§ **Description of the task**: Reproduce the part of the items that opens with the line containing "M 1206 275 L" and closes with the line containing "M 901 350 L", including both of those lines.

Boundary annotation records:
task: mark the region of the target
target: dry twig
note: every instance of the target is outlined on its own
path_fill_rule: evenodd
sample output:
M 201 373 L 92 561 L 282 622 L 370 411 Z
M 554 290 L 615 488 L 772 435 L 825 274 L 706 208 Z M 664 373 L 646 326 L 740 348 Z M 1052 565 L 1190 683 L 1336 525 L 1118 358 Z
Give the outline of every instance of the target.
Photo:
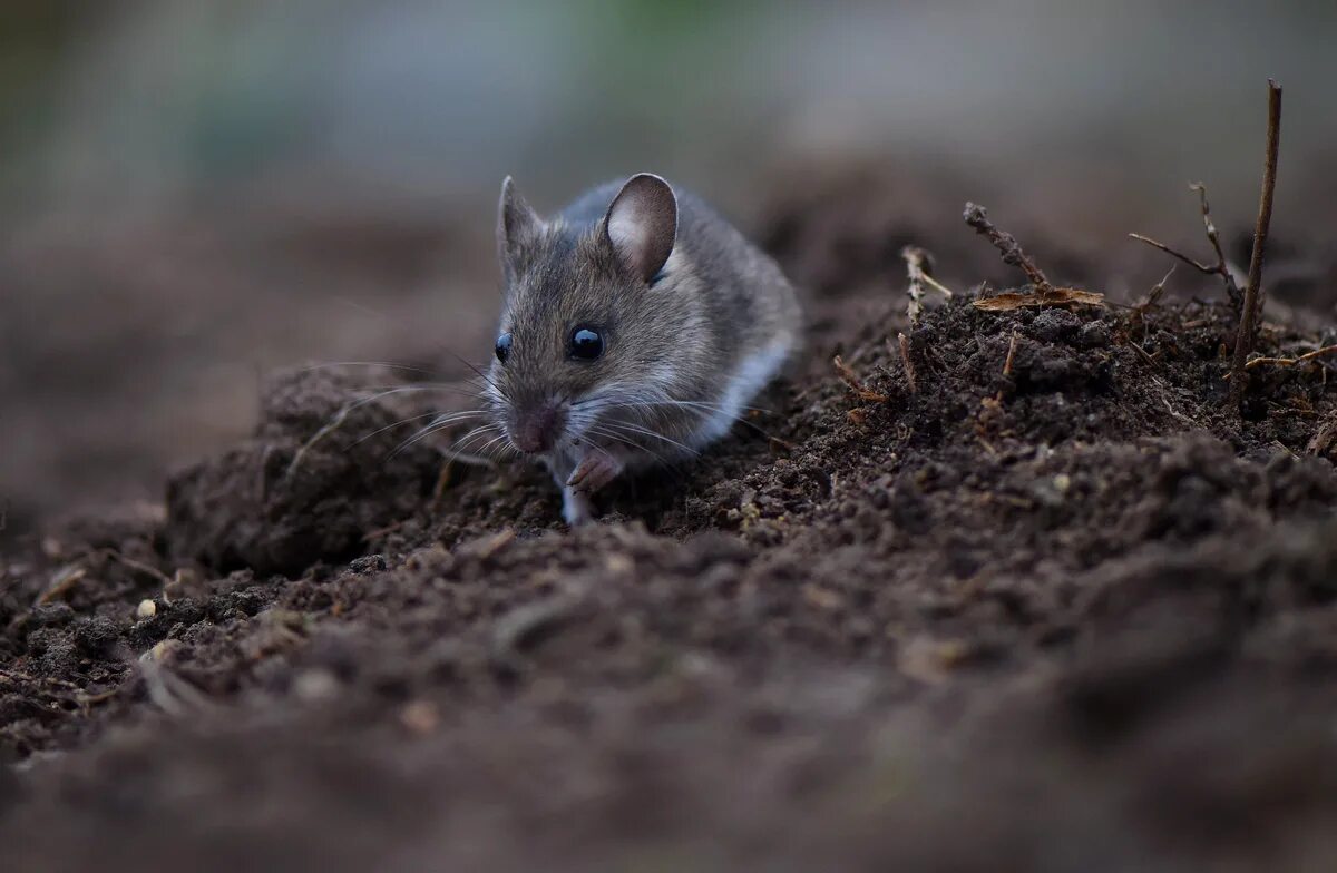
M 1206 275 L 1219 275 L 1222 283 L 1225 283 L 1226 286 L 1226 295 L 1230 298 L 1230 305 L 1238 310 L 1241 301 L 1243 299 L 1243 295 L 1239 291 L 1239 285 L 1235 282 L 1234 273 L 1230 270 L 1230 265 L 1226 262 L 1226 255 L 1221 250 L 1221 234 L 1217 231 L 1217 225 L 1211 221 L 1211 206 L 1207 203 L 1207 186 L 1203 184 L 1202 182 L 1194 182 L 1189 186 L 1189 190 L 1198 193 L 1198 209 L 1202 211 L 1202 226 L 1207 233 L 1207 242 L 1211 243 L 1211 250 L 1217 253 L 1217 263 L 1214 265 L 1202 263 L 1201 261 L 1190 258 L 1182 251 L 1171 249 L 1170 246 L 1165 245 L 1158 239 L 1152 239 L 1151 237 L 1143 237 L 1142 234 L 1128 234 L 1128 235 L 1139 242 L 1147 243 L 1152 249 L 1159 249 L 1161 251 L 1165 251 L 1166 254 L 1174 258 L 1179 258 L 1181 261 L 1183 261 L 1193 269 L 1198 270 L 1199 273 L 1203 273 Z
M 901 350 L 901 366 L 905 368 L 905 381 L 910 385 L 910 393 L 917 393 L 919 386 L 915 381 L 915 362 L 910 361 L 910 341 L 904 333 L 898 333 L 896 334 L 896 345 L 900 346 Z
M 989 238 L 993 247 L 1003 254 L 1003 263 L 1019 267 L 1025 273 L 1027 278 L 1031 279 L 1031 285 L 1035 287 L 1034 293 L 1007 293 L 995 294 L 993 297 L 981 297 L 973 302 L 976 309 L 983 309 L 985 311 L 1008 311 L 1012 309 L 1021 309 L 1024 306 L 1071 306 L 1071 305 L 1088 305 L 1088 306 L 1103 306 L 1104 294 L 1098 294 L 1095 291 L 1083 291 L 1075 287 L 1055 287 L 1052 282 L 1044 275 L 1044 273 L 1035 265 L 1025 251 L 1021 250 L 1021 245 L 1009 233 L 999 230 L 993 222 L 989 221 L 988 213 L 983 206 L 976 203 L 967 203 L 965 213 L 963 215 L 965 223 L 975 229 L 975 233 Z M 983 289 L 980 294 L 983 294 Z
M 1314 349 L 1294 358 L 1254 358 L 1245 364 L 1246 370 L 1251 370 L 1255 366 L 1262 366 L 1263 364 L 1271 364 L 1273 366 L 1296 366 L 1297 364 L 1308 364 L 1316 358 L 1321 358 L 1328 354 L 1337 354 L 1337 345 L 1326 345 L 1321 349 Z
M 965 223 L 975 229 L 975 233 L 989 238 L 993 247 L 1003 254 L 1003 263 L 1020 267 L 1038 291 L 1046 293 L 1054 290 L 1054 283 L 1046 278 L 1040 267 L 1035 266 L 1035 261 L 1021 250 L 1021 243 L 1016 241 L 1016 237 L 995 227 L 983 206 L 967 203 L 964 218 Z
M 1261 321 L 1258 287 L 1262 285 L 1262 258 L 1267 250 L 1267 227 L 1271 225 L 1271 201 L 1277 190 L 1277 152 L 1281 147 L 1281 86 L 1267 80 L 1267 151 L 1262 168 L 1262 197 L 1258 201 L 1258 223 L 1254 226 L 1254 249 L 1249 259 L 1249 285 L 1245 286 L 1243 311 L 1235 337 L 1235 357 L 1230 366 L 1230 405 L 1239 409 L 1245 390 L 1245 361 L 1254 344 L 1254 325 Z
M 933 255 L 925 249 L 905 246 L 901 249 L 901 258 L 905 259 L 905 274 L 910 281 L 909 287 L 905 290 L 910 298 L 905 306 L 905 314 L 909 316 L 913 325 L 919 321 L 920 313 L 924 311 L 921 301 L 924 299 L 925 287 L 933 289 L 948 299 L 952 298 L 952 289 L 933 278 Z
M 852 370 L 849 364 L 845 364 L 838 354 L 832 358 L 832 364 L 836 365 L 836 372 L 840 373 L 841 381 L 845 382 L 845 385 L 848 385 L 860 400 L 874 404 L 885 404 L 890 400 L 886 394 L 866 388 L 861 381 L 858 381 L 858 376 L 854 374 L 854 370 Z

§ **Complete answer**:
M 1206 275 L 1219 275 L 1222 283 L 1225 283 L 1226 286 L 1226 295 L 1230 298 L 1230 305 L 1238 310 L 1241 301 L 1243 299 L 1243 295 L 1239 291 L 1239 285 L 1235 282 L 1234 273 L 1230 270 L 1230 265 L 1226 262 L 1226 255 L 1221 250 L 1221 234 L 1217 231 L 1217 225 L 1211 221 L 1211 206 L 1207 203 L 1207 186 L 1203 184 L 1202 182 L 1194 182 L 1189 186 L 1189 190 L 1198 193 L 1198 209 L 1202 211 L 1202 226 L 1207 233 L 1207 242 L 1211 243 L 1211 250 L 1217 253 L 1217 263 L 1214 265 L 1202 263 L 1201 261 L 1190 258 L 1182 251 L 1171 249 L 1170 246 L 1165 245 L 1158 239 L 1152 239 L 1151 237 L 1143 237 L 1142 234 L 1128 234 L 1128 235 L 1139 242 L 1147 243 L 1152 249 L 1159 249 L 1161 251 L 1165 251 L 1166 254 L 1174 258 L 1179 258 L 1181 261 L 1183 261 L 1193 269 L 1198 270 L 1199 273 L 1203 273 Z
M 901 350 L 901 366 L 905 368 L 905 381 L 910 385 L 910 393 L 917 393 L 919 386 L 915 381 L 915 362 L 910 361 L 910 341 L 904 333 L 898 333 L 896 334 L 896 345 L 900 346 Z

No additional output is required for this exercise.